§ Requirements: Please copy the stretch of lines from the beginning through the line containing "Query: distant mountain", including both ends, and leave the pictures out of your answer.

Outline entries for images
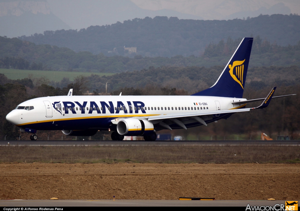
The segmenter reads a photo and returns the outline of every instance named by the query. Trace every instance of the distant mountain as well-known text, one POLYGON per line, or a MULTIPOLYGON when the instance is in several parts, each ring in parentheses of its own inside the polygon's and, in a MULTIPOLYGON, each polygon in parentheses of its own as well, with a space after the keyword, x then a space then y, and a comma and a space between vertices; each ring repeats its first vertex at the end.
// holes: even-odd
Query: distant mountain
POLYGON ((47 0, 51 11, 70 26, 79 30, 91 26, 102 26, 136 18, 177 17, 200 20, 200 16, 168 9, 142 9, 130 0, 47 0))
POLYGON ((298 0, 130 0, 141 8, 163 9, 200 16, 206 20, 228 20, 261 14, 300 14, 298 0))
POLYGON ((257 10, 254 11, 246 11, 238 12, 226 16, 226 19, 230 19, 234 18, 246 18, 247 17, 252 17, 258 16, 260 14, 281 14, 283 15, 289 15, 291 14, 291 10, 284 5, 283 3, 278 3, 273 5, 268 9, 262 7, 257 10))
POLYGON ((45 0, 2 0, 0 29, 0 36, 11 38, 70 27, 50 12, 45 0))
POLYGON ((157 16, 91 26, 80 30, 47 31, 43 35, 20 38, 36 44, 66 47, 76 52, 170 57, 199 56, 210 43, 217 43, 229 37, 235 39, 259 35, 263 40, 266 39, 281 46, 298 44, 299 29, 300 16, 296 15, 261 15, 247 20, 227 21, 157 16), (136 48, 131 49, 135 51, 130 54, 124 46, 136 48))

§ Output:
The segmenter reads a photo and returns the outline of every instance named by the query. Trace every instance of the distant mountain as well-known text, one POLYGON per line, or a MULTIPOLYGON when the instance is in several parts, each ring in parentheses of its own inside the polygon's and, in a MULTIPOLYGON, each polygon in parentheses of its own as well, with a space after the keyword, x then a space then y, and a comma and a space between vertices; each ring repeats its first vertex at the end.
// holes: even-odd
Query: distant mountain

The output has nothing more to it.